TASK TO CARRY OUT: From the article below on mold in Singapore's Gaia timber building, copy word for word the passage that opens with the words containing "It quotes Andrew" and closes with "elements before shipping.".

Start of EXCERPT PROVIDED

Mould is growing on the walls of Asia’s largest timber building – the six-storey Gaia building at Singapore’s Nanyang Technological University (NTU) – raising questions about the use of imported timber in damp, tropical climates.
Housing the university’s business school, the 43,500-sq-m building was completed in May last year using more than 7,600 cubic metres of cross-laminated timber (CLT) elements made in Europe from Austrian spruce by wood supplier Stora Enso.
It contains a 170-seat auditorium, 12 lecture theatres, 13 seminar rooms, and 25 classrooms.
Singaporean news site Mothership visited the building and reported that the mould was most apparent on the top three storeys.
A Bloomberg article republished by Singapore’s Business Times described the mould as white flecks that resemble dust.
The mould was unlikely to affect the building’s structural integrity, the university’s chief architect told Bloomberg in a joint statement with Loh Kee Soon, lead architect for Gaia at RSP Architects Planners & Engineers, the Singaporean firm who designed the building with Toyo Ito & Associates.
“We have a comprehensive mould treatment and building preservation programme in place and employees and students may report any mould observed,” they said.
“Similar to all other NTU buildings, we continue to walk the ground, inspect and maintain the building on an ongoing basis.”
‘A little grossed out’
Students and staff using the building told Bloomberg the mould made them uncomfortable.
“It makes me feel a little grossed out,” said a fourth-year student.
A staff member told Bloomberg he avoids his office over fears the mould will aggravate respiratory issues.
The university said it had developed a “comprehensive” maintenance plan for Gaia, including reapplying sealant on the timber, adjusting the air-conditioning, and asking staff to keep windows closed to reduce condensation.
Singapore now has around 20 buildings made with mass engineered timber, including NTU’s new sports hall, “The Wave”, completed in 2017 with a 72m-long, undulating timber roof.
But Bloomberg cast doubt on the material’s suitability, saying “what looks good on paper has gotten a reality check in tropical Singapore, where it rains about 180 days a year”.
It quotes Andrew Wong of the International Wood Culture Society as saying that spruce is more vulnerable to rot and mould than many other species.
That means it must be treated with the correct coatings, he said.
“It’s basically a climate problem,” he told Bloomberg. “We are in the tropics, and that requires special attention.”
Water everywhere
Last year, Stora Enso told GCR that it viewed the Gaia project as a “moisture management test case”.
It said it applied a hydrophobic coating to all elements before shipping.
But it noted that Singapore saw its heaviest rainfall in 40 years while Gaia was being assembled by Singapore’s Steeltech Industries.
Workers started each day by sweeping off or vacuuming pools of water from exposed horizontal surfaces, repeating the exercise following the afternoon showers, Stora Enso said.
They removed 3,300mm of rain this way, said the company.

End of EXCERPT PROVIDED
Start of EXTRACTED MATERIAL

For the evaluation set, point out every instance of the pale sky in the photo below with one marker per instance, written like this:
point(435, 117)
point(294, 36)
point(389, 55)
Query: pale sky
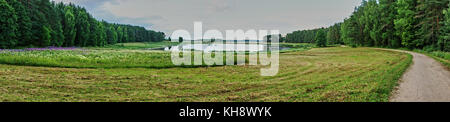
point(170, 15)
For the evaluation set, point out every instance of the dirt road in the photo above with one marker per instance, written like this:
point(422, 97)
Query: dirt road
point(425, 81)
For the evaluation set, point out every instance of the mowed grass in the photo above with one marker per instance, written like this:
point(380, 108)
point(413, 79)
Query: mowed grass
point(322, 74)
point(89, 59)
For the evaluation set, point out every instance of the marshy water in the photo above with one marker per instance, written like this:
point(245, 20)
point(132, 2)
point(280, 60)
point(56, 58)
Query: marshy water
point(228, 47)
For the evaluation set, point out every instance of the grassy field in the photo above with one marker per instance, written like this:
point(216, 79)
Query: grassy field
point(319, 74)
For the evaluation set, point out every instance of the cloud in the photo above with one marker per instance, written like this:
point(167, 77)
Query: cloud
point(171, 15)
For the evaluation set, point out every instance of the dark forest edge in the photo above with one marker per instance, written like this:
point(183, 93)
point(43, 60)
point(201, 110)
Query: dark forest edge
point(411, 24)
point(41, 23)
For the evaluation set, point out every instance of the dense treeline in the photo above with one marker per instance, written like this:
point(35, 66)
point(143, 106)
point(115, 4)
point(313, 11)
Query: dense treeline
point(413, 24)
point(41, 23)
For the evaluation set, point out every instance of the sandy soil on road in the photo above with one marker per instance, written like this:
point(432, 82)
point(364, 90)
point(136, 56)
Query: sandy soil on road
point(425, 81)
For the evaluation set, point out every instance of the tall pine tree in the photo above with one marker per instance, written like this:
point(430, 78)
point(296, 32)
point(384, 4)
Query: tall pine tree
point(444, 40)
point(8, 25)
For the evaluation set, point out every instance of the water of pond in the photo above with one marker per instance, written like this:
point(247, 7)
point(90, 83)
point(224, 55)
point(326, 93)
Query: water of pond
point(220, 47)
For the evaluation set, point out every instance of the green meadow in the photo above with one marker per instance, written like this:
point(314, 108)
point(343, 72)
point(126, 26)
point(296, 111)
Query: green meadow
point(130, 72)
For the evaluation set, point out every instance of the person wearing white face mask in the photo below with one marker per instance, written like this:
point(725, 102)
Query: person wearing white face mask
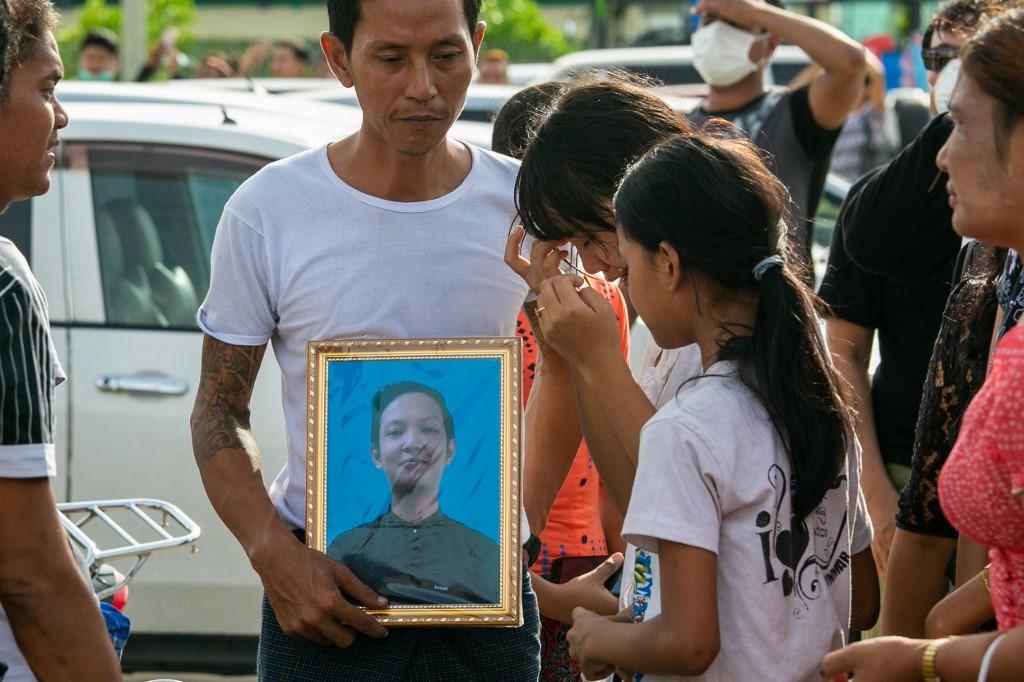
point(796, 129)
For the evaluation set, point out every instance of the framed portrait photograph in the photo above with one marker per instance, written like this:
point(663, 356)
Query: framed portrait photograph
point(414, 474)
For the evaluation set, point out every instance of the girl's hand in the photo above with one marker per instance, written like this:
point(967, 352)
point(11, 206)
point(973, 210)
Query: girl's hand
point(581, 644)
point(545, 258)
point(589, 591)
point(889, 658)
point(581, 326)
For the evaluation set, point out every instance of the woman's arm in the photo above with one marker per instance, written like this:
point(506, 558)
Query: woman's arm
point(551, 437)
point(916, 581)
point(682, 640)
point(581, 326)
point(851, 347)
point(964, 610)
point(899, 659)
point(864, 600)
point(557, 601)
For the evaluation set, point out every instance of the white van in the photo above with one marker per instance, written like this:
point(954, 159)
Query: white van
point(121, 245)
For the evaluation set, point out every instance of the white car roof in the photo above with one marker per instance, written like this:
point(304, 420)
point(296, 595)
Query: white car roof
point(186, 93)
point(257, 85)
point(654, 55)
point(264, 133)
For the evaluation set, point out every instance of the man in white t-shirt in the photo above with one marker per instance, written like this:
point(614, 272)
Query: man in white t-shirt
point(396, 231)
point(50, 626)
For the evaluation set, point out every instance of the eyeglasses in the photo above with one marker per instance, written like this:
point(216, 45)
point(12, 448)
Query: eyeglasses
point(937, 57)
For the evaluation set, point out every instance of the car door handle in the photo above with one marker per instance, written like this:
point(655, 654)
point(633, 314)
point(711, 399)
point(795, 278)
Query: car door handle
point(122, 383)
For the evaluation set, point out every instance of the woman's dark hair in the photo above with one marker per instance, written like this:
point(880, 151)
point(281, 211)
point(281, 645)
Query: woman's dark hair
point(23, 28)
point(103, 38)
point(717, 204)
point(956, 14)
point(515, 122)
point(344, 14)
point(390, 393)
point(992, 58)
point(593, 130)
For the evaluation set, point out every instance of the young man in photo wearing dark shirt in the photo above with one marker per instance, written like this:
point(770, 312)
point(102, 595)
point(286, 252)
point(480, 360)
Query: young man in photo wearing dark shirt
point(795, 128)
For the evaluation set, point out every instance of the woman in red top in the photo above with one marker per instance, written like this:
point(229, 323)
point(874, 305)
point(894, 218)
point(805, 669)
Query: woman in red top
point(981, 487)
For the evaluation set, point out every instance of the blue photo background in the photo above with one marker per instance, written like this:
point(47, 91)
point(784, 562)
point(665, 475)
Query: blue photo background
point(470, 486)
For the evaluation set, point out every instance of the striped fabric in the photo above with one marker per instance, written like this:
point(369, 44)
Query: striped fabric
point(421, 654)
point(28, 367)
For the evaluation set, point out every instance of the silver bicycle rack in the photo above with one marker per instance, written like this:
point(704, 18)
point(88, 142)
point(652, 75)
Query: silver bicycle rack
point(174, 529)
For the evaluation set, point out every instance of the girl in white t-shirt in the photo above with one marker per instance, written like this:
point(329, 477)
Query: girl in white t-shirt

End of EXTRACTED MATERIAL

REPLY:
It quotes Andrew Wong of the International Wood Culture Society as saying that spruce is more vulnerable to rot and mould than many other species.
That means it must be treated with the correct coatings, he said.
“It’s basically a climate problem,” he told Bloomberg. “We are in the tropics, and that requires special attention.”
Water everywhere
Last year, Stora Enso told GCR that it viewed the Gaia project as a “moisture management test case”.
It said it applied a hydrophobic coating to all elements before shipping.